# WHAT YOU HAVE TO DO
Which lines of the data contain the string "instance"? Copy every one of them.

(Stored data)
....................

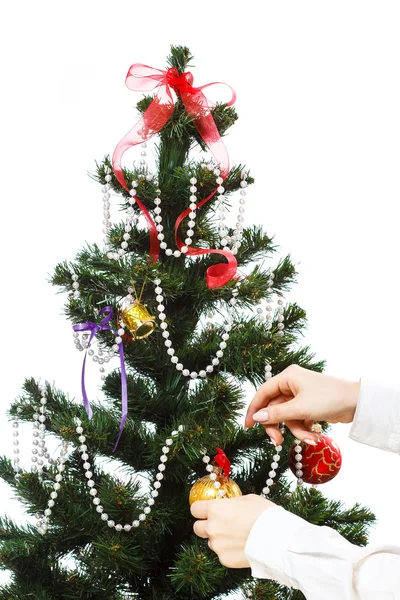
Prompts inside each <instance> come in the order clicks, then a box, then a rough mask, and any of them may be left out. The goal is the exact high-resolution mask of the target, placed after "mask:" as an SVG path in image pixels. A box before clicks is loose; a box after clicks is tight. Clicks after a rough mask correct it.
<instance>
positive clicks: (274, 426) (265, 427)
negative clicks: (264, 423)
mask: <svg viewBox="0 0 400 600" xmlns="http://www.w3.org/2000/svg"><path fill="white" fill-rule="evenodd" d="M264 429H265V433H266V434H267V435H269V437H270V438H271V440H272V442H273V443H274V444H275V445H276V446H279V445H280V444H282V442H283V436H282V434H281V432H280V431H279V427H278V425H265V426H264Z"/></svg>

....................

# SOLUTION TO THE EXERCISE
Prompts inside each <instance> come in the order clicks, then a box, then a rough mask, and any of them may be left out. The goal is the exact high-resolution mask of the target, placed after "mask:" as an SVG path in image pixels. A box before clicks is loose; a box after clicks is tight. Clicks after a rough mask correct it.
<instance>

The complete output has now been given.